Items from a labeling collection
# # # #

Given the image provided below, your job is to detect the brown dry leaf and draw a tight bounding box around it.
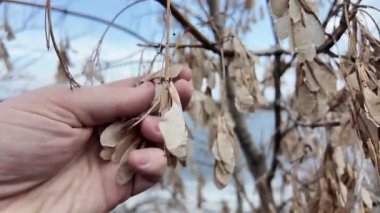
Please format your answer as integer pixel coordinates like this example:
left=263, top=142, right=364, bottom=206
left=306, top=13, right=325, bottom=46
left=159, top=82, right=188, bottom=162
left=224, top=31, right=265, bottom=112
left=211, top=115, right=235, bottom=189
left=274, top=15, right=291, bottom=40
left=289, top=0, right=302, bottom=23
left=303, top=62, right=337, bottom=96
left=269, top=0, right=289, bottom=17
left=361, top=188, right=373, bottom=209
left=296, top=84, right=318, bottom=115
left=363, top=87, right=380, bottom=124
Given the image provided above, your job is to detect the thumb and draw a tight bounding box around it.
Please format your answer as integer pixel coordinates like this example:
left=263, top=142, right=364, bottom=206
left=29, top=82, right=155, bottom=127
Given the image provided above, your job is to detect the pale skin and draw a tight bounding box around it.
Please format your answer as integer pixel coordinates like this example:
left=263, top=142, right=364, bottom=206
left=0, top=69, right=191, bottom=213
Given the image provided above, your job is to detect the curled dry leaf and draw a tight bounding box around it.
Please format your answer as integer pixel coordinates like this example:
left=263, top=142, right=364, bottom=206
left=270, top=0, right=325, bottom=62
left=159, top=82, right=188, bottom=162
left=224, top=32, right=265, bottom=112
left=99, top=65, right=187, bottom=185
left=363, top=87, right=380, bottom=124
left=211, top=115, right=235, bottom=188
left=269, top=0, right=289, bottom=17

# # # #

| Set problem |
In the part that opens with the first line of the items and closes with the line containing "left=224, top=31, right=265, bottom=112", swap "brown dry leaf" for "withered leaf" and write out those lines otherwise unchanged, omitting the pictures.

| Answer to the problem |
Given the image provided below, your job is to detect the withered leaf and draw a tight bounding box around it.
Please format your answer as integer pixel coordinates like this example:
left=263, top=142, right=364, bottom=206
left=306, top=13, right=325, bottom=46
left=159, top=82, right=188, bottom=162
left=224, top=31, right=265, bottom=112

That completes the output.